Provided material:
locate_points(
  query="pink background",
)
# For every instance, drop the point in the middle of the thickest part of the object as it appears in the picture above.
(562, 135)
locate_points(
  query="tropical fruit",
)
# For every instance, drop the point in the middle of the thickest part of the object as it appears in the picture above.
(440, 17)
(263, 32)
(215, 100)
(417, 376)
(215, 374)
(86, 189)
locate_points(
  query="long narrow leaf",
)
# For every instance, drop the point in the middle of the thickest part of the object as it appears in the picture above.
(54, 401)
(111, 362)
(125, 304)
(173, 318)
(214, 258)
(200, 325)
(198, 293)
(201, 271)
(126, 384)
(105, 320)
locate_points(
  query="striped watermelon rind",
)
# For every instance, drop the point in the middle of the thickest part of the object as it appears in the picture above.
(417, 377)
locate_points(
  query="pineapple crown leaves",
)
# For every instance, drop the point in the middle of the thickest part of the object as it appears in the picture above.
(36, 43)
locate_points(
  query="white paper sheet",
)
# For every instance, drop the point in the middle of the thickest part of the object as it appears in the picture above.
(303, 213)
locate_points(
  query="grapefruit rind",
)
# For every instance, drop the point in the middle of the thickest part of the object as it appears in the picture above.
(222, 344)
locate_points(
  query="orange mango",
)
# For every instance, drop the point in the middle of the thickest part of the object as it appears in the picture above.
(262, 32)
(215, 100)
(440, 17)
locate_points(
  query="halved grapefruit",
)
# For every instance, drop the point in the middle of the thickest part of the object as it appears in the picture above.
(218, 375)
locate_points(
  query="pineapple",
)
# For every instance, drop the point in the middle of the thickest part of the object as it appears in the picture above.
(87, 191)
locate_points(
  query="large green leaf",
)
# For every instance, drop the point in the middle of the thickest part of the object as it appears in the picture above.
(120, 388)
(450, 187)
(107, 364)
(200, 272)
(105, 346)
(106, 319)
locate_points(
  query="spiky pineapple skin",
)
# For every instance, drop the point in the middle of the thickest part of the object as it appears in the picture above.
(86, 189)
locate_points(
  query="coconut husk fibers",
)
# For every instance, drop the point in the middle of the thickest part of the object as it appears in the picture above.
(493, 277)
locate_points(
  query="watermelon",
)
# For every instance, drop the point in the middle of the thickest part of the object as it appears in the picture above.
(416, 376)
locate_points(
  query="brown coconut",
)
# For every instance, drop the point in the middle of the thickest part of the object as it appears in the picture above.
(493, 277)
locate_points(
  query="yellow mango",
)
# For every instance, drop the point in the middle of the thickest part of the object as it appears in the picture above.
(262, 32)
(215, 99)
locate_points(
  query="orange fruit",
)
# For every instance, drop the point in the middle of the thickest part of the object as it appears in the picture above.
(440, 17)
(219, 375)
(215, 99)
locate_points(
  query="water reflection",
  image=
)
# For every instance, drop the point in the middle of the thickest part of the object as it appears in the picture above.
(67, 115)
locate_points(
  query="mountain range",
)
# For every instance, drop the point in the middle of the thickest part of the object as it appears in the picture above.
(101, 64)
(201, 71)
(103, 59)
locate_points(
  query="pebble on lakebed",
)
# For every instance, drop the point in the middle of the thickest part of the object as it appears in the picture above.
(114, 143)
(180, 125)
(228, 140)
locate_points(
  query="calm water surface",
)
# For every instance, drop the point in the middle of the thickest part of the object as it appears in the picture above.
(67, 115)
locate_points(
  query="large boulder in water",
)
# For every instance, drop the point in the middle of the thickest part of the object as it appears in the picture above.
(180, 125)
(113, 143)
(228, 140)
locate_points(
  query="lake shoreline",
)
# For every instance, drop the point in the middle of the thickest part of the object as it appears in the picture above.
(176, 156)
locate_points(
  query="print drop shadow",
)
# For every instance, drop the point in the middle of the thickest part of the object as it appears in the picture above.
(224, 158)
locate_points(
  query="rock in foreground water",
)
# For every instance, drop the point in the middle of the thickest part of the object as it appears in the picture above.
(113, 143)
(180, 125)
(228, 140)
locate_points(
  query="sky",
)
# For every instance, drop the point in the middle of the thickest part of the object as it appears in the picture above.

Work instructions: Give all the entries again exactly; leave none out.

Solution to this problem:
locate_points(
  query="pink background",
)
# For every instance, drop the point in the middle of the thickest part of the object as it appears in the picture above.
(562, 135)
locate_points(
  query="tropical fruit",
)
# For every instance, drop the point in the middle of the thickest part of the object as it appears in the picture above.
(440, 17)
(263, 32)
(215, 100)
(417, 376)
(215, 374)
(86, 189)
locate_points(
  query="long narrow leaf",
)
# For every instance, drop the point in the middle of the thickest part of the object as it appears in the picture above.
(54, 401)
(111, 362)
(125, 304)
(173, 318)
(214, 258)
(200, 325)
(198, 293)
(201, 271)
(126, 384)
(105, 320)
locate_points(
  query="striped watermelon rind",
)
# For every instance, drop the point in the middle of the thickest part of the object as it appears in the picture above.
(417, 377)
locate_points(
  query="pineapple crown leaves",
)
# For every instance, drop the point in the middle of the thickest part of the object as it appears in the picture above.
(36, 43)
locate_points(
  query="white paper sheet",
)
# For every instance, drop the point in the middle of the thickest part of the object as it appears in the picture above.
(303, 213)
locate_points(
  query="grapefruit rind",
)
# For every instance, drop the point in the middle of the thickest part of the object as it appears in the picture above.
(222, 344)
locate_points(
  query="orange mango",
)
# For every instance, drop the point in the middle of the thickest part of the object as it appears in the picture above.
(262, 32)
(215, 100)
(440, 17)
locate_points(
  query="halved grapefruit",
)
# For every instance, drop the point in the middle of the thickest part of the object as it appears in the picture above.
(218, 375)
locate_points(
  query="pineapple",
)
# For every instance, drop the point in the middle of the thickest part of the object as it appears in the picture above.
(87, 191)
locate_points(
  query="large green leaf",
)
# For every instance, drop the point in the middle of the thickest part of the object as it appears in the picture above.
(120, 388)
(450, 187)
(107, 364)
(200, 272)
(105, 346)
(106, 319)
locate_points(
  query="spiky pineapple skin",
)
# For every instance, drop the point in the middle of the thickest part of the object as it appears in the picture above.
(86, 189)
locate_points(
  query="coconut husk fibers",
)
# For every instance, drop the point in the middle of the thickest part of the object as it appears in the picture above.
(493, 277)
locate_points(
  query="watermelon",
)
# For every instance, drop the point in the middle of the thickest part of the object as it appears in the picture above.
(416, 376)
locate_points(
  query="brown coconut",
)
# For every instance, drop the point in the middle of the thickest part of the object as it appears in the picture above.
(493, 277)
locate_points(
  query="yellow mango",
)
# For every instance, drop the point in the middle of the thickest part of the object as it appears in the picture above.
(262, 32)
(215, 99)
locate_points(
  query="orange fruit",
)
# For every instance, drop the point in the middle of the thickest part of the object as it appears in the picture above.
(440, 17)
(219, 375)
(215, 99)
locate_points(
  query="water reflection",
  image=
)
# For every instance, drop the point in the middle of the thickest part of the object as it appears in the picture above.
(67, 115)
locate_points(
  query="mountain range",
)
# For every instance, drop the point in the middle of the thickest part of the object as it appears in the picture above.
(101, 64)
(201, 71)
(103, 59)
locate_points(
  query="pebble on lakebed",
)
# For every instance, drop the point in the middle of the thickest part of the object as it appears in the picture above.
(114, 143)
(180, 125)
(228, 140)
locate_points(
  query="calm water surface",
)
# For every instance, drop the point in the middle of the thickest part of the object as it appears in the picture above.
(67, 115)
locate_points(
  query="large boulder in water",
)
# For every instance, drop the point in the middle of the thickest part of the object as it appears in the picture above.
(180, 125)
(113, 143)
(228, 140)
locate_points(
  query="lake shoreline",
)
# For every instance, drop the point in the middle of the thickest part of the object as it appears in the picture above.
(176, 156)
locate_points(
  query="print drop shadow",
)
# For every instance, drop the point in the middle of the thickest part of the object as it appears in the picture above.
(224, 158)
locate_points(
  query="rock in foreground water",
)
# For every instance, drop the point in the middle of the thickest part of the object as it appears in the picture above.
(113, 143)
(180, 125)
(228, 140)
locate_points(
  query="sky",
)
# For every instance, drop the point in the middle of the thickest part of the object as it appears in the picture above.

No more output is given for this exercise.